## Required task
Could you transcribe the entire listing below word for word, omitting the pictures from your answer?

## Information given
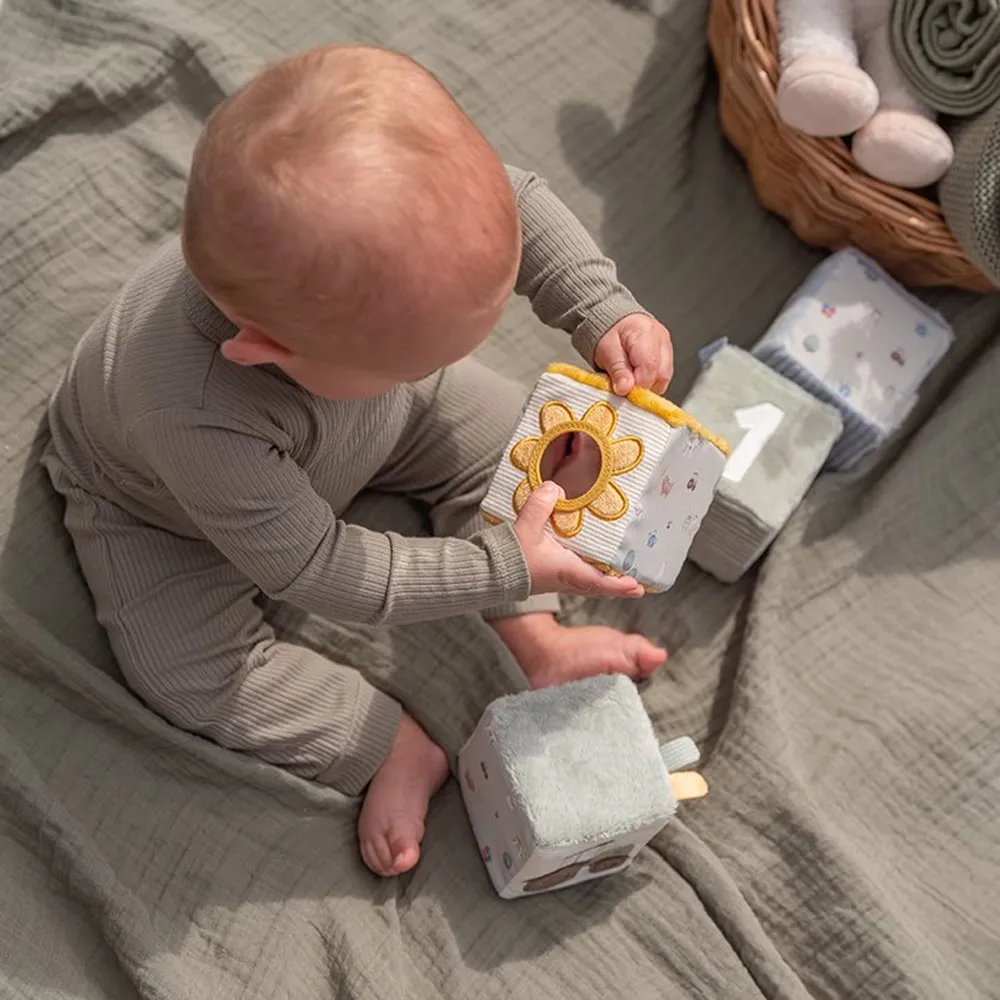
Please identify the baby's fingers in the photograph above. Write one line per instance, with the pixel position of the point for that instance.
(583, 579)
(644, 357)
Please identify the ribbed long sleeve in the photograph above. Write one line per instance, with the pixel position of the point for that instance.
(257, 506)
(571, 284)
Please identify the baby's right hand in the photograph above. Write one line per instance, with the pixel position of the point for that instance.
(553, 568)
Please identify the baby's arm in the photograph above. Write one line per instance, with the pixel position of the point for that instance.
(257, 506)
(572, 285)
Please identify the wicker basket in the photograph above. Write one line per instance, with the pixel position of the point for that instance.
(814, 183)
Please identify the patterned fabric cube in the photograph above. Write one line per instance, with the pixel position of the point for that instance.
(856, 339)
(566, 784)
(782, 438)
(638, 473)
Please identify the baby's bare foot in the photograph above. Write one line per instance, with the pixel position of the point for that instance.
(391, 825)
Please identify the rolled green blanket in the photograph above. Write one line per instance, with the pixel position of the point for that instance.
(949, 52)
(970, 191)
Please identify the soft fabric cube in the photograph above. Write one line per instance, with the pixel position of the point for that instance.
(566, 784)
(655, 469)
(782, 437)
(856, 339)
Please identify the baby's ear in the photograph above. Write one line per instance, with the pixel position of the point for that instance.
(251, 347)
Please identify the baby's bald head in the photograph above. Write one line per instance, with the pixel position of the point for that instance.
(341, 199)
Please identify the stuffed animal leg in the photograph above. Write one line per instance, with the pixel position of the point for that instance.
(901, 143)
(822, 89)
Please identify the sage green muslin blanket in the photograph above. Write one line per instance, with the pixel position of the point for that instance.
(949, 52)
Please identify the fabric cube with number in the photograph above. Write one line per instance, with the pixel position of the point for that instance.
(781, 438)
(856, 339)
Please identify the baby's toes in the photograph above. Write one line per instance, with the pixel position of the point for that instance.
(377, 854)
(405, 853)
(646, 657)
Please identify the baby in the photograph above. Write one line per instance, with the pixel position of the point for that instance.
(349, 238)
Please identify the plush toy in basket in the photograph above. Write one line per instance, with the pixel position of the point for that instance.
(838, 77)
(637, 472)
(566, 784)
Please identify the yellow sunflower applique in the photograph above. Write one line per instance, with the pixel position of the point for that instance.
(618, 455)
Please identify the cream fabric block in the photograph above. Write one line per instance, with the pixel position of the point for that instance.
(631, 524)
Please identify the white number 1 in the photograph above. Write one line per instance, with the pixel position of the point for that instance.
(759, 422)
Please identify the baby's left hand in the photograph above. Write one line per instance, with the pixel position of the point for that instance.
(636, 351)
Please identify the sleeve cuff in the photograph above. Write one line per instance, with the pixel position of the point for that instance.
(505, 552)
(600, 319)
(539, 604)
(375, 727)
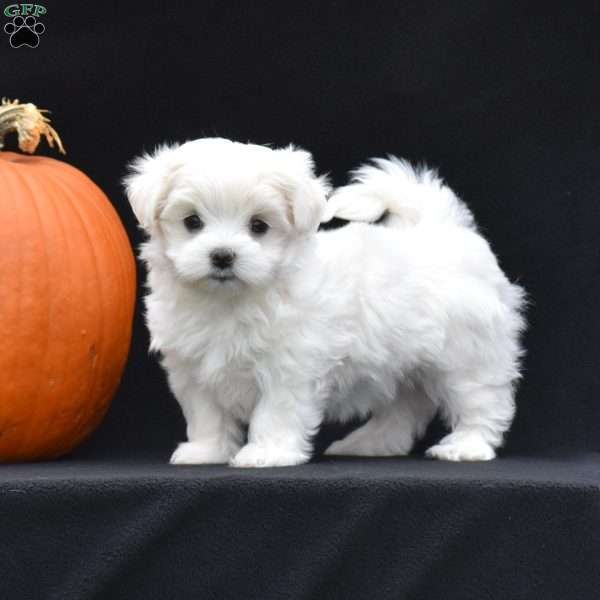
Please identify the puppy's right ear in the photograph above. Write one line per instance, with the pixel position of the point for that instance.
(148, 183)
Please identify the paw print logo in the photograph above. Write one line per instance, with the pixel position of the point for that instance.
(24, 31)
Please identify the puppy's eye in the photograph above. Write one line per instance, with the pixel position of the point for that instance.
(258, 226)
(193, 223)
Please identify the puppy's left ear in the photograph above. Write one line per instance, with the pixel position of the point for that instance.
(305, 191)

## Exercise answer
Please identify the baby's fingers in the photograph above. Write one line per instance, with the pixel position of the point for that instance.
(583, 579)
(644, 357)
Please identify the ribbed long sleeve in the photograph above. Write one line per instance, with the pixel position of the point for that instance.
(257, 506)
(571, 284)
Please identify the baby's right hand in the photograph above. Write one line per instance, with the pixel position of the point for that instance.
(553, 568)
Please identify the baby's arm in the photograph above. Write one line per instance, with the pixel position of the point for that instance.
(257, 506)
(572, 285)
Please identify the wicker basket in the photograph above. Write one line per instance, with the pixel position of the point for that instance.
(814, 183)
Please identify the patterned fabric cube in the photograph above. Write one line per instance, with the pixel position of the point for that instance.
(856, 339)
(566, 784)
(782, 438)
(638, 473)
Please identify the baby's bare foot in the photograph above. Write one line per instance, with the pixel position of the point for that instance.
(391, 825)
Please identify the rolled green blanket in the photograph above. Write one line per instance, with the pixel position of the point for that instance.
(949, 52)
(970, 191)
Please identify the soft fabric cube in the photograph above. Write one line per instance, with the pixel position of the point for that instance.
(566, 784)
(655, 469)
(782, 437)
(856, 339)
Please identify the baby's ear in the photograph above. Write one line per instance, with the pixel position of the point for that instance.
(251, 347)
Please identify the baby's bald head in the photograph above. Write one line per instance, with the pixel position of the point for that instance.
(341, 199)
Please identify the stuffed animal leg in the photograph above. Write one line per instance, with the pixel position of the point for that instance.
(901, 143)
(822, 89)
Please identify the sage green muslin blanket in the photograph above. Write one line per instance, with the pixel position of the point for that instance.
(949, 52)
Please identify the fabric cube with number in the photograph above. Write one line per instance, with the pixel position of the point for that instance.
(781, 438)
(856, 339)
Please identify the baby's toes in the photograph above. Write one line per instance, with the pixel position of the point for that instance.
(377, 854)
(405, 853)
(646, 657)
Please identify the baby in the photograph above. Write one line per instance, with the pixel position of the point for that instance.
(349, 238)
Please identify the plush toy in basket in the photograph above. Write one line per instance, with the pixel position of the point for that instance.
(838, 77)
(637, 472)
(566, 784)
Please identify the yellow sunflower applique in the photograph above. Write one line per instance, with the pixel position of the point for that instance.
(618, 455)
Please identify the cream fabric block in the photograph above. Write one line per instance, with the pixel position of the point for that instance.
(631, 524)
Please identify the white number 1 in the photograph above. Write one line per instance, with the pixel position of the point for that instance.
(759, 422)
Please identify the baby's left hand in the photograph above. Write one line per instance, with the pixel position of the point for that instance.
(636, 351)
Please identify the sleeve cuff in the photograph above. Write one line per instance, with the pixel position of the point for that instance.
(505, 552)
(600, 319)
(539, 604)
(375, 727)
Please identify the puppy's right ear in the photograph above. Write one line per instance, with the pixel position of the point for that instance.
(148, 183)
Please identify the paw print logo in the photograph above. Write one line per instance, with the pixel position of the point for that instance.
(24, 31)
Please identify the puppy's eye in the photograph above. Write one line per instance, with the pixel position of the point for that instance.
(258, 226)
(193, 223)
Please identify the puppy's left ear in the photograph above. Write one line per instance, with the pixel position of the point for that instance.
(305, 191)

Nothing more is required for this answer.